Fume Hood Safety Series: What Causes Fume Hood Fires—and How to Prevent Them

Chip Albright, founder and president of Fume Hood Certified, is a globally recognized authority in laboratory safety and equipment, specializing in fume hood performance. With more than 40 years of industry experience, he offers extensive knowledge of safety standards, regulations, and cutting-edge technological advancements. In this final installment of Chip’s Fume Hood Safety Series, he shares valuable insights and cautions for professionals involved in laboratory design, construction, and renovation.

Chip will be leading a workshop on “Validating Fume Hood Safety and Mitigating Risk” at the 2025 Lab Design Conference in Denver on May 11. Register now to secure your spot in this workshop, as space is limited! (Please note: This workshop is a separate add-on to your Lab Design Conference ticket.)

Additionally, you can watch Chip’s free on-demand webinar, “Your Chemical Fume Hood Is On Fire: What Do You Do?” from the Fume Hood Risk Mitigation Digital Conference. Register now to access the free webinar, and contact us at aia@labdesignconference.com to earn AIA LU/HSW credit for completing the video.

◆ **GIVEN MATERIAL**
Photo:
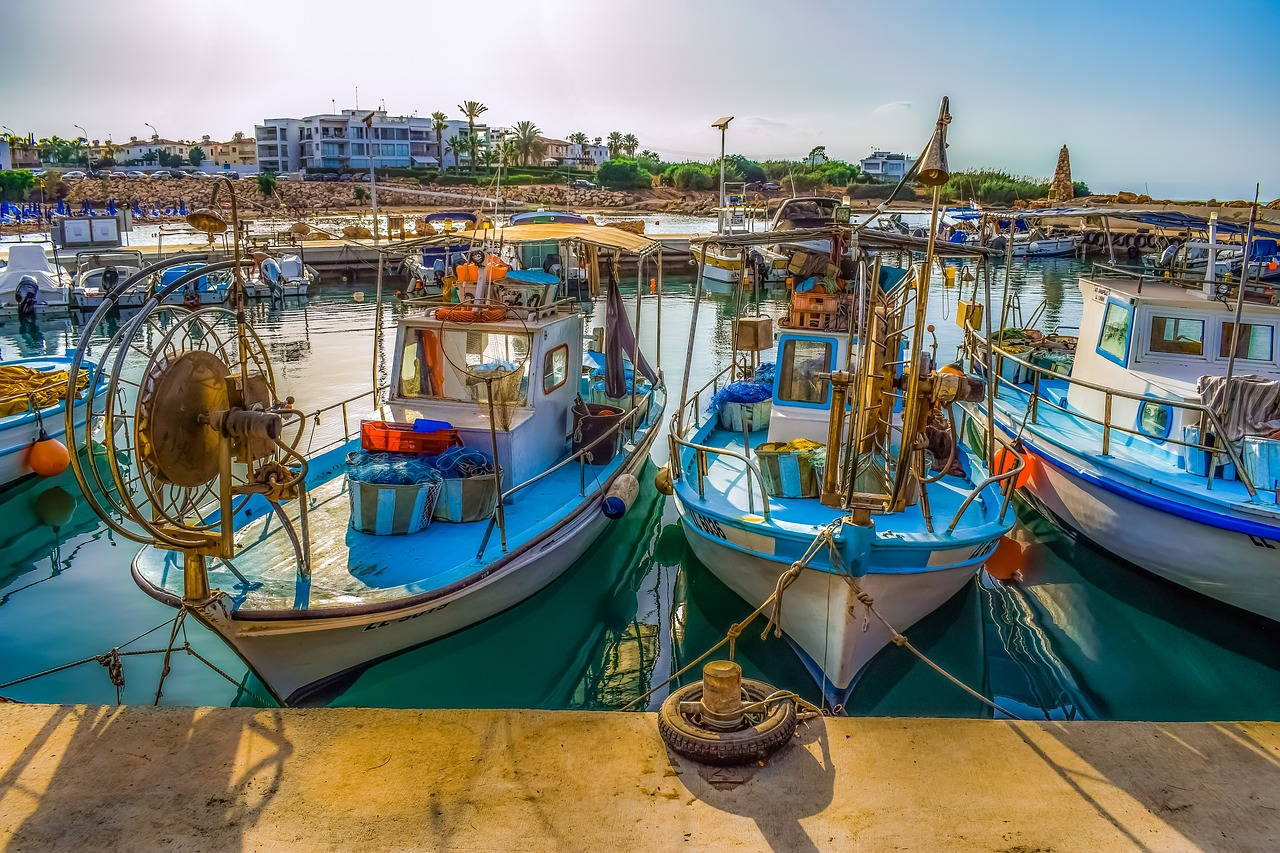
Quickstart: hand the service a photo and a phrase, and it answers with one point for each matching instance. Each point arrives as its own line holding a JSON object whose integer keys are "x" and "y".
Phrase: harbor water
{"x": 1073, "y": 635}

◆ **TASKS AND EXERCISES**
A. Answer these from the fume hood article:
(i) How many years of industry experience does Chip Albright have?
(ii) In what city and on what date will his workshop take place?
(iii) What email address should be contacted to earn AIA LU/HSW credit for the webinar?
B. List the areas of laboratory work whose professionals the final installment addresses, according to the fume hood article.
C. Please copy from the fume hood article, word for word, the part that opens with the words containing "Fume Hood Safety Series: What" and closes with "Design Conference ticket.)".
Draw every answer from the fume hood article alone, not from the lines.

◆ **ANSWERS TO EACH TASK**
A.
(i) More than 40 years
(ii) Denver, on May 11
(iii) aia@labdesignconference.com

B.
Laboratory design
Construction
Renovation

C.
Fume Hood Safety Series: What Causes Fume Hood Fires—and How to Prevent Them

Chip Albright, founder and president of Fume Hood Certified, is a globally recognized authority in laboratory safety and equipment, specializing in fume hood performance. With more than 40 years of industry experience, he offers extensive knowledge of safety standards, regulations, and cutting-edge technological advancements. In this final installment of Chip’s Fume Hood Safety Series, he shares valuable insights and cautions for professionals involved in laboratory design, construction, and renovation.

Chip will be leading a workshop on “Validating Fume Hood Safety and Mitigating Risk” at the 2025 Lab Design Conference in Denver on May 11. Register now to secure your spot in this workshop, as space is limited! (Please note: This workshop is a separate add-on to your Lab Design Conference ticket.)